**REQUEST:** Duplicate verbatim every line of the listing from the line containing "of the brown" down to the line containing "x=175 y=276", including both of those lines.

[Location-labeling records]
_ _ _ _

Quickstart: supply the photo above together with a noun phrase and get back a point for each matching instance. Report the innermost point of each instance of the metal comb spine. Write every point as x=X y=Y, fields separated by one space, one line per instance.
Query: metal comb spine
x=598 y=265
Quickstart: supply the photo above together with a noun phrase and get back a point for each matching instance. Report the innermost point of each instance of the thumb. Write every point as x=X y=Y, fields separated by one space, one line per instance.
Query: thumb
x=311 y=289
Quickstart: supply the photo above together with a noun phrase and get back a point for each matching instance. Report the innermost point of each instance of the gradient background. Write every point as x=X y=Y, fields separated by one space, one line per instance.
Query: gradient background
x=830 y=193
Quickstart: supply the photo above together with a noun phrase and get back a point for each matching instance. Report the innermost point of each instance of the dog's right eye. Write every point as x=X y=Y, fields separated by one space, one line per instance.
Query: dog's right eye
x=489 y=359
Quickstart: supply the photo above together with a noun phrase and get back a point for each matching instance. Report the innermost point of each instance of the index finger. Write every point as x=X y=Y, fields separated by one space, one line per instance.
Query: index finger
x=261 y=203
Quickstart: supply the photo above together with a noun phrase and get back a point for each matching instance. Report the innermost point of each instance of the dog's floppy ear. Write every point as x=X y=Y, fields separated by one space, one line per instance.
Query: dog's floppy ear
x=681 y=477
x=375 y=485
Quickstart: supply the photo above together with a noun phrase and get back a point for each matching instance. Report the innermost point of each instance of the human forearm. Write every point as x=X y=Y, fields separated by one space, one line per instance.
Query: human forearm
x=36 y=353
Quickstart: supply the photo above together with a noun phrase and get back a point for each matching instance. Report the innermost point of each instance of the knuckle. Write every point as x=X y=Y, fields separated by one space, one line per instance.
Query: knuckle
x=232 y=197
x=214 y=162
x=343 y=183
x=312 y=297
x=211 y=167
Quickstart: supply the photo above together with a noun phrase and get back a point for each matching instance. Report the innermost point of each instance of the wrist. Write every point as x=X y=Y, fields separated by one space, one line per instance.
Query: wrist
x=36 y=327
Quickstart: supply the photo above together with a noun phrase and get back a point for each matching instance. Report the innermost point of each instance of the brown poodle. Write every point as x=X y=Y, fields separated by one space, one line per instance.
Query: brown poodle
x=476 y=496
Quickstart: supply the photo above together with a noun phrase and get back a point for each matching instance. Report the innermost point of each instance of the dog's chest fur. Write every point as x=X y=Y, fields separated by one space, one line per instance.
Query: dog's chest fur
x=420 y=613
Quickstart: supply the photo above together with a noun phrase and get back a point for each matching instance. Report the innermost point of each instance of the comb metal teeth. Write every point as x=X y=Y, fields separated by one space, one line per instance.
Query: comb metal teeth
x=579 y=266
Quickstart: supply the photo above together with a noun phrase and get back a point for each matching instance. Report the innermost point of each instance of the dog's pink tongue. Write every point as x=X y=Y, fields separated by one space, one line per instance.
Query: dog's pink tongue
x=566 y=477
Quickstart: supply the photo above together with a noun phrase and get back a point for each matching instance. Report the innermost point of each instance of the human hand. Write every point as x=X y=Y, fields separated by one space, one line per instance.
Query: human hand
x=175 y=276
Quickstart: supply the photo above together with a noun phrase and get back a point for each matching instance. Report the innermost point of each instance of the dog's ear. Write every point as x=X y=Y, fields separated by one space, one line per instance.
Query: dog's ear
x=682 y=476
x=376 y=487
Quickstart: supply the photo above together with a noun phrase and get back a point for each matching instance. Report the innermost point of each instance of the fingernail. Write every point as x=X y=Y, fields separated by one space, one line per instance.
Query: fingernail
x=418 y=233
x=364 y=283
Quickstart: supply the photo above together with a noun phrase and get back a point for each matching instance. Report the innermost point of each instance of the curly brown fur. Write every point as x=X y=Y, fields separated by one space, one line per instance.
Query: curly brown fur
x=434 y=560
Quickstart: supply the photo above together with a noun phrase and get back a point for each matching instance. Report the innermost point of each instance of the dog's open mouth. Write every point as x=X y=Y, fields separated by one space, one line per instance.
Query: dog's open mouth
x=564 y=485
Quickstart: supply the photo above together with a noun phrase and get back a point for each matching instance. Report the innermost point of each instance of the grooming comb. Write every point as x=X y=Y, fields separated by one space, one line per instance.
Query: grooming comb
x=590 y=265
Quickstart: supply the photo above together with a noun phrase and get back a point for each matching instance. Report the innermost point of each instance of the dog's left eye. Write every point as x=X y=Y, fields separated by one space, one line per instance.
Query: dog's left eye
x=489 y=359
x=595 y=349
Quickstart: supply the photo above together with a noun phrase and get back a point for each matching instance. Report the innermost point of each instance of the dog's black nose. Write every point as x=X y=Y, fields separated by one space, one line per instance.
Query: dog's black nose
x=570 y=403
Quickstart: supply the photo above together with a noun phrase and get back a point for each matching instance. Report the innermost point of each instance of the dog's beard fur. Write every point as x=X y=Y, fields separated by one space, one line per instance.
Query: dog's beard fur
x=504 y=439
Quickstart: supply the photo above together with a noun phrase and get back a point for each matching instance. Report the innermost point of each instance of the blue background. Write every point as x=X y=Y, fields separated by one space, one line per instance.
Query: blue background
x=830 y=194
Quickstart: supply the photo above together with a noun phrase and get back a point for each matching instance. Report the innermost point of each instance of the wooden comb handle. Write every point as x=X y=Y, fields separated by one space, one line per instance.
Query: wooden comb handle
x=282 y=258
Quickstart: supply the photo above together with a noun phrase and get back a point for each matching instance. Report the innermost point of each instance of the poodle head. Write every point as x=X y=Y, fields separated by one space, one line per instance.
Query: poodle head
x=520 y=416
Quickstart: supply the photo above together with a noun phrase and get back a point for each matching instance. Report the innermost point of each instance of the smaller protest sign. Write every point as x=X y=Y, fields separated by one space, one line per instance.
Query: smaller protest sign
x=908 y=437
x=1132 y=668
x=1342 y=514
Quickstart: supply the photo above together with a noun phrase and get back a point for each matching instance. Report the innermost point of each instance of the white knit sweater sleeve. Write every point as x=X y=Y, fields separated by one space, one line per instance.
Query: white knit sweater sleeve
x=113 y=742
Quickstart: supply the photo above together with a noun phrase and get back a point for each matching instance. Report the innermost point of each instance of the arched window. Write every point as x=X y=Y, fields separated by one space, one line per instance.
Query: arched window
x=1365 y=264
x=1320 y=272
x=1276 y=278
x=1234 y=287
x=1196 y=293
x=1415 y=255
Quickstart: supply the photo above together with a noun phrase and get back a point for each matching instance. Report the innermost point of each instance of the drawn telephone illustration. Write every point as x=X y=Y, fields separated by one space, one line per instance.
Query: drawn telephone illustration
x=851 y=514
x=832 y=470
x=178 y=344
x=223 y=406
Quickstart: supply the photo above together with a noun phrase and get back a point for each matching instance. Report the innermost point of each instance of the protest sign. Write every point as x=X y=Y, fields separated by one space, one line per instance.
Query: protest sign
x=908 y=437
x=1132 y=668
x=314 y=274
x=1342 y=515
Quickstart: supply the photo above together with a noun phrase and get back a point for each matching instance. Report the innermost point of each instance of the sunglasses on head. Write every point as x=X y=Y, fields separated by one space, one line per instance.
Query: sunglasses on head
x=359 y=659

_ _ _ _

**FINAL RESULT:**
Quickstart: supply the photo above together with a noun phrase and get back a point for each matching instance. Report the innermost point of each instance of the brown poodle. Write every point as x=X y=Y, fields separated by one space, one line per instance.
Query: brown poodle
x=476 y=496
Quickstart: supply the photo above together with a noun phrase and get back a point for each matching instance. Report the innermost point of each instance of the dog's chest fur. Write every point as x=X y=Y, fields separated by one space, one line per instance.
Query: dog's chest fur
x=420 y=613
Quickstart: supply the photo above together with a noun phrase and get back a point for each matching instance. Report the innermost point of each instance of the comb metal teeth. Write every point as x=X y=Y, fields separated by one space, one line per instance.
Query: comb metal teeth
x=579 y=266
Quickstart: supply the photo above together with a noun phrase and get back a point for each matching instance. Report the innermost point of each instance of the dog's pink tongue. Write every point as x=X y=Y, fields separated by one space, one line per instance.
Query: dog's pink tongue
x=566 y=477
Quickstart: supply the photo above together with a noun phrase and get back a point for each matching instance. Report the innermost point of each instance of the human hand. Write every point as x=X y=Y, fields separated by one space, one line per instance.
Query: human hand
x=175 y=276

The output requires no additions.